Gather up every line from the entries below that uses the word "rafting".

---- Exercise data

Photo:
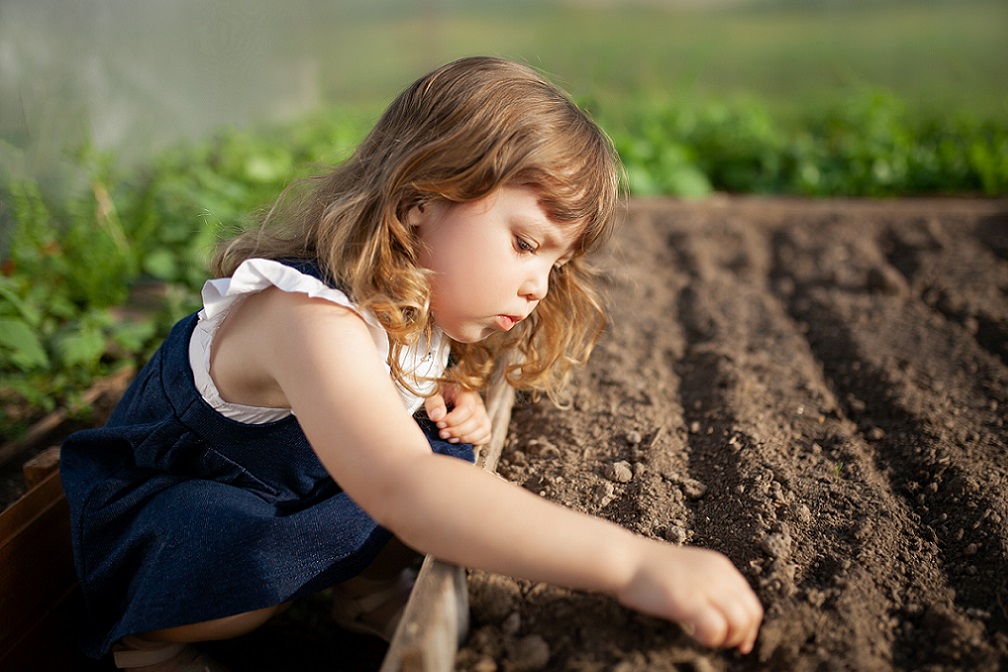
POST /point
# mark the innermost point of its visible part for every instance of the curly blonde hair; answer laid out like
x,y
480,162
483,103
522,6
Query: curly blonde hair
x,y
457,134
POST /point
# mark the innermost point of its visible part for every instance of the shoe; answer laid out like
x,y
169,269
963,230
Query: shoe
x,y
133,653
378,610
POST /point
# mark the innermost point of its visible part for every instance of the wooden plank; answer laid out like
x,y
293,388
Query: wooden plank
x,y
436,617
40,466
36,572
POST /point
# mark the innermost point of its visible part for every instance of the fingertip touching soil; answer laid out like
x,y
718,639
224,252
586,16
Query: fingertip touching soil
x,y
816,389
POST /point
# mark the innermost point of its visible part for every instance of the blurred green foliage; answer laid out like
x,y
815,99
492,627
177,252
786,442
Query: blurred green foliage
x,y
99,265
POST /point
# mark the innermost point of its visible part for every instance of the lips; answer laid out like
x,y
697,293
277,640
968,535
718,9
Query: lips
x,y
507,322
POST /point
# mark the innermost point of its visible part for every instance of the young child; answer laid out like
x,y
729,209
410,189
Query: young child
x,y
277,444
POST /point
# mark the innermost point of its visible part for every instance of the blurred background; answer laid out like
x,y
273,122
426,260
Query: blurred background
x,y
135,134
133,76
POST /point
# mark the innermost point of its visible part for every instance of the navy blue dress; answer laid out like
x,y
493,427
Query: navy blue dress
x,y
180,515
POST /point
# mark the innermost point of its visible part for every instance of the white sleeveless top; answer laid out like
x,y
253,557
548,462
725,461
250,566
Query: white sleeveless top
x,y
254,275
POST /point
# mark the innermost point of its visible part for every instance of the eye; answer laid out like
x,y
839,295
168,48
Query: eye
x,y
523,246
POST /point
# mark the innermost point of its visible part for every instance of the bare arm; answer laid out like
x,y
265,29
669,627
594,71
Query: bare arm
x,y
324,362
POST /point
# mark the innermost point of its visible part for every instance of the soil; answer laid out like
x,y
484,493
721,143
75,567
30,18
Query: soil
x,y
816,389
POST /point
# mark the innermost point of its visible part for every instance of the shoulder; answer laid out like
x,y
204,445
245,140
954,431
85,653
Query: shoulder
x,y
275,338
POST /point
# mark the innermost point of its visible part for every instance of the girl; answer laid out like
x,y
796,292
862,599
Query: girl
x,y
269,449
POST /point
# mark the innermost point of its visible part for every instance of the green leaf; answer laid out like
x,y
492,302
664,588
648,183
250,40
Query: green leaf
x,y
21,345
81,348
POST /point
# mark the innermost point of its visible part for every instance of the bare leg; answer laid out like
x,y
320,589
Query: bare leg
x,y
217,629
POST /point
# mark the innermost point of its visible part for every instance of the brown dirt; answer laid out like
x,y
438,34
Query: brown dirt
x,y
816,389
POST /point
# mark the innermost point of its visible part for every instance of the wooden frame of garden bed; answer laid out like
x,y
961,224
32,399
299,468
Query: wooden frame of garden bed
x,y
39,591
436,616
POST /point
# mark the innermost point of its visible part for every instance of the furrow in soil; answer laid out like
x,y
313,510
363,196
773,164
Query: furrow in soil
x,y
924,395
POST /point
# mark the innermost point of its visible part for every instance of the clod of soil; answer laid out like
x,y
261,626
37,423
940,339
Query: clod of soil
x,y
816,389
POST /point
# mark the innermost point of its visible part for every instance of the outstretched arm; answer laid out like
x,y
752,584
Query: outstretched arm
x,y
329,370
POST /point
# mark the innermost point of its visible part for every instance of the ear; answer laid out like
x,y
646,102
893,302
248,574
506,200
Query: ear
x,y
413,216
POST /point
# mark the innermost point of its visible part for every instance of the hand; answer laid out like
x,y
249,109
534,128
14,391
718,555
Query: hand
x,y
699,588
467,422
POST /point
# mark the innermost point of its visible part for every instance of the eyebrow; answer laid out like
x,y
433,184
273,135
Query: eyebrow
x,y
546,234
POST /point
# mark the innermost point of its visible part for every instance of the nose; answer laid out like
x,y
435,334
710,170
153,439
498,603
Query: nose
x,y
536,284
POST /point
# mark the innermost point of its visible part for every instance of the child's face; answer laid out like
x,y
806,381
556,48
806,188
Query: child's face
x,y
491,259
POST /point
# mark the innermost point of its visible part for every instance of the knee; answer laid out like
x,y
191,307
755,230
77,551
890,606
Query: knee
x,y
218,629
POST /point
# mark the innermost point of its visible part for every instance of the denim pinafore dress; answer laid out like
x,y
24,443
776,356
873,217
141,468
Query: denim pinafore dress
x,y
179,514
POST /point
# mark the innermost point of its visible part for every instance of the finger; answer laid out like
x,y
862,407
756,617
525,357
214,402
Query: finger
x,y
460,430
709,627
435,407
460,414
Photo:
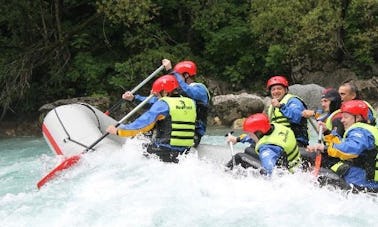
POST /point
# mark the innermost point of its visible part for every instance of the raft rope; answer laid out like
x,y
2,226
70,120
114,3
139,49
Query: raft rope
x,y
68,138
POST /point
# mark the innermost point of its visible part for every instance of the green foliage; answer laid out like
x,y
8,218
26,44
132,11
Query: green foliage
x,y
78,48
127,12
362,31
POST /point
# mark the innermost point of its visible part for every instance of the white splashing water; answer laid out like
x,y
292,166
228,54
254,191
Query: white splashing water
x,y
124,188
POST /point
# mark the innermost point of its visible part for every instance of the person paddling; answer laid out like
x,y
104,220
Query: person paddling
x,y
276,145
357,151
172,117
286,109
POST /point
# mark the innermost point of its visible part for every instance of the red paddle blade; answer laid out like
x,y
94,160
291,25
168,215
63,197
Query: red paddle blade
x,y
62,166
318,162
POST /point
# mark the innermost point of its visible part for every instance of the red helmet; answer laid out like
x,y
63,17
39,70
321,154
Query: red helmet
x,y
186,67
166,83
355,107
274,80
257,122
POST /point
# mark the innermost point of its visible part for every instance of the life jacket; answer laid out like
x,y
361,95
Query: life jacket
x,y
201,107
276,116
374,113
177,129
284,137
330,118
367,160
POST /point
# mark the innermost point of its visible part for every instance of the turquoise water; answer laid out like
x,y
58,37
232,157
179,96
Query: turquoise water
x,y
123,188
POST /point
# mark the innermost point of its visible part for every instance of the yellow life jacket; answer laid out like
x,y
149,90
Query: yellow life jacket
x,y
368,160
284,137
182,113
276,116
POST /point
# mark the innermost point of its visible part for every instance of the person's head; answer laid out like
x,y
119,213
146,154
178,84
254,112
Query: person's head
x,y
330,100
278,86
187,69
165,85
257,125
353,111
348,91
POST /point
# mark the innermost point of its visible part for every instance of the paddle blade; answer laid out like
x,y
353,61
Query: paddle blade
x,y
318,162
62,166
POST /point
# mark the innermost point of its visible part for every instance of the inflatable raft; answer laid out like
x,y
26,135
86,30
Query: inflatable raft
x,y
70,129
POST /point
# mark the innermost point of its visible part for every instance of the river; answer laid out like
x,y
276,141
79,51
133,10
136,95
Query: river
x,y
123,188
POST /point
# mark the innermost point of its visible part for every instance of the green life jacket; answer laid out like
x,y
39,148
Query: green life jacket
x,y
284,137
181,122
202,108
367,160
329,119
276,116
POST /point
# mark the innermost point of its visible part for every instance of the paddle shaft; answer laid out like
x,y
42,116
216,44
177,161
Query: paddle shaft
x,y
232,150
67,163
138,107
318,157
152,75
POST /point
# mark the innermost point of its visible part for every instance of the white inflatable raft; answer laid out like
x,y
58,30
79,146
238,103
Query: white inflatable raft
x,y
71,129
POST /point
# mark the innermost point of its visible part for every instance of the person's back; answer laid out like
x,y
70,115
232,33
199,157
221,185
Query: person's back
x,y
356,152
276,145
172,117
185,72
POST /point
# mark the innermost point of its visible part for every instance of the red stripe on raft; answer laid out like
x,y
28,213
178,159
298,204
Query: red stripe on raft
x,y
53,143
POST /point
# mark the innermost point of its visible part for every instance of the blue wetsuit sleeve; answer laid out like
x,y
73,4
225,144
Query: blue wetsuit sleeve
x,y
141,98
158,111
269,155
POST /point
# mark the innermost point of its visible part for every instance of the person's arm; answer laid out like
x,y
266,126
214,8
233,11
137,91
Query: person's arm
x,y
357,141
140,98
196,92
146,121
293,110
269,155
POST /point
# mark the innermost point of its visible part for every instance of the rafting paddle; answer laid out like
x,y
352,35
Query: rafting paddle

--------

*Answer area:*
# mark the innermost point of its visible part for every instance of the rafting paddle; answer laid out like
Query: rafting paddle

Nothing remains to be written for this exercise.